[Opening Text section]
Alumni Honored at Celebration of Distinction
Posted: April 21, 2008 at 1:00 am, Last Updated: November 30, -0001 at 12:00 am
By Ken Budd, BA ’88, MA ’97 and Colleen Kearney Rich
Each year, the George Mason University Alumni Association recognizes and honors outstanding alumni, students and faculty members for their achievements and contributions to the university during its Celebration of Distinction, held this year on April 16. Among the awards presented are Alumnus of the Year and the Alumni Service Award.
Alumnus of the Year
Jeffery Taubenberger, MD, PhD (BS Biology ’82), is not just an infectious-disease scientist, he’s a pandemic detective — the Sherlock Holmes of influenza. In 2005, Taubenberger solved a medical mystery, identifying the specific cause of the 1918 pandemic that killed nearly 50 million people. The culprit: an influenza virus that began in birds and adapted to humans.
Pandemics occur every 30 to 40 years on average — the last one was in 1968 — so Taubenberger’s research is more than mere “historical curiosity,” as he puts it.
“We’re using it to investigate what mutations allow such viruses to adapt to humans and how it causes disease,” says Taubenberger, a senior investigator with NIH’s Laboratory of Infectious Diseases in Bethesda, Md. “This information can be crucial for developing new drugs and vaccines.”
[Closing Text section]
[Opening Raw data section]
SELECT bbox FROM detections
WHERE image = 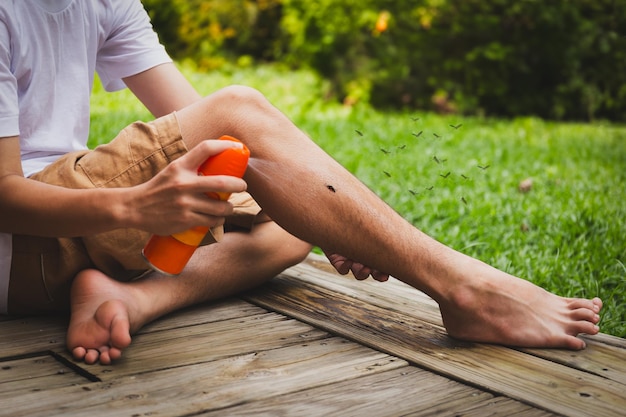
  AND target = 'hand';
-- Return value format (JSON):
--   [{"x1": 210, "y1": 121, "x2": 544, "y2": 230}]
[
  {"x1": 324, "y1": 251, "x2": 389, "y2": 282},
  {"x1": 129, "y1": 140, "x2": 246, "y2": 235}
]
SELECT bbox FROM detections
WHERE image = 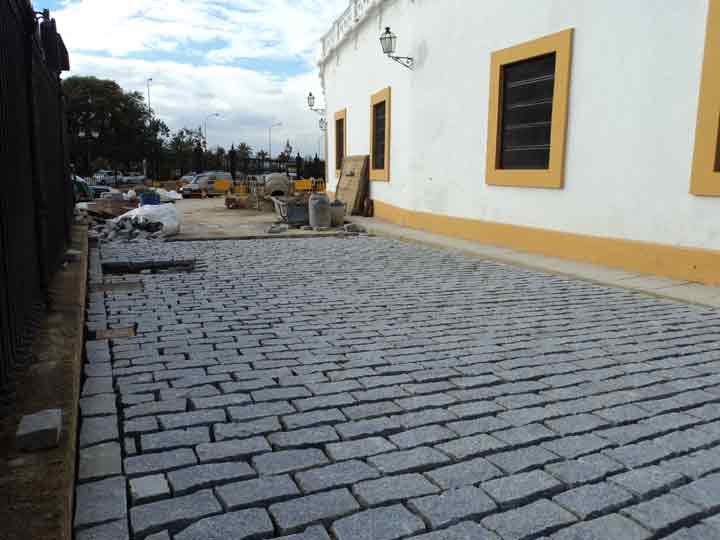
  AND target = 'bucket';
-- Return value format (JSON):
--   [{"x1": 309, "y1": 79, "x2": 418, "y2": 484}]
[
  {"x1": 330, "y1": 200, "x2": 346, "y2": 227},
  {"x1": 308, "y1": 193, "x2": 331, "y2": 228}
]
[Closing Raw data section]
[Opening Raw data section]
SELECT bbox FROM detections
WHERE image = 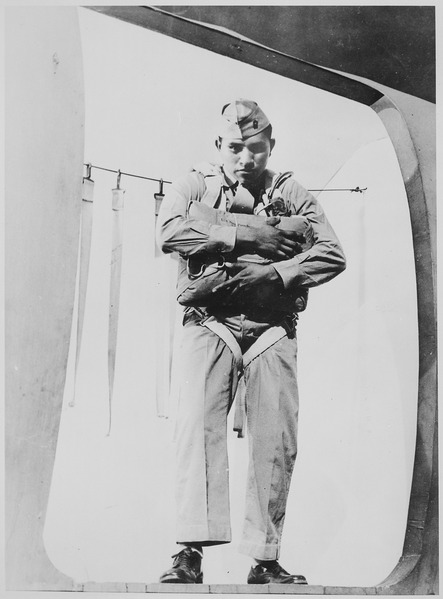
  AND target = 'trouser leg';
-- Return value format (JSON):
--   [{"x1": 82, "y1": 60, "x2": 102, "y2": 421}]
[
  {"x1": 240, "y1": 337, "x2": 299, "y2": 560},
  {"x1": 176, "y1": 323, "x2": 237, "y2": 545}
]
[Closing Raw data section]
Extend the article about the George Mason University alumni honored at the Celebration of Distinction, starting right after its final sentence.

--- Task output ---
His papers on the 1918 virus were widely acclaimed — Taubenberger was ABC News’ “Person of the Week” in October 2005 — but his motivation is the simple exhilaration of discovery.
As a child, he was always interested in biology, a passion that grew in eighth grade when he met William Drohan, a scientist from the National Cancer Institute (NCI). By 10th grade, Taubenberger was doing science fair projects in Drohan’s lab.
“I was looking at the possible genetic components to cancer,” he says. Taubenberger arrived at Mason as a 16-year-old freshman, played oboe with Mason’s orchestra while working part time for NCI, and composed a piece that the orchestra performed his senior year.
Someday he hopes to return and take music classes, but until then, you’ll find him in the lab, performing research that could save millions of lives.
Penny C. Welke
The Alumni Service Award
Penny C. Welke
Penny C. Welke, BIS ’82 and JD ’85, started working as a paralegal in her mid-thirties. It was the late 1970s, and Welke had always wanted to return to college and complete the bachelor’s degree she had started years before, but thought that unlikely.
“Things were different then. When I was 35, if you didn’t have a degree, you probably weren’t going to [get one],” she says.
As a result of her new job, she became interested in law as a career, and it was her boss, attorney Jack Crickenberger, who told her about the “law reader” program, in which people study law under the supervision of an attorney. The program was recognized by the Virginia Bar, so Welke began reading law and concurrently enrolled in Mason to finish her bachelor’s degree.
When she completed the degree in 1982, Welke was encouraged to attend law school, in addition to the reading program, and she enrolled at Mason’s School of Law. Upon completing law reading, she took and passed the bar exam in 1984, a year before earning her JD. Now her former boss is her business partner, and she has an active practice in family law, and wills, estates and trusts at Crickenberger & Associates in Fairfax City.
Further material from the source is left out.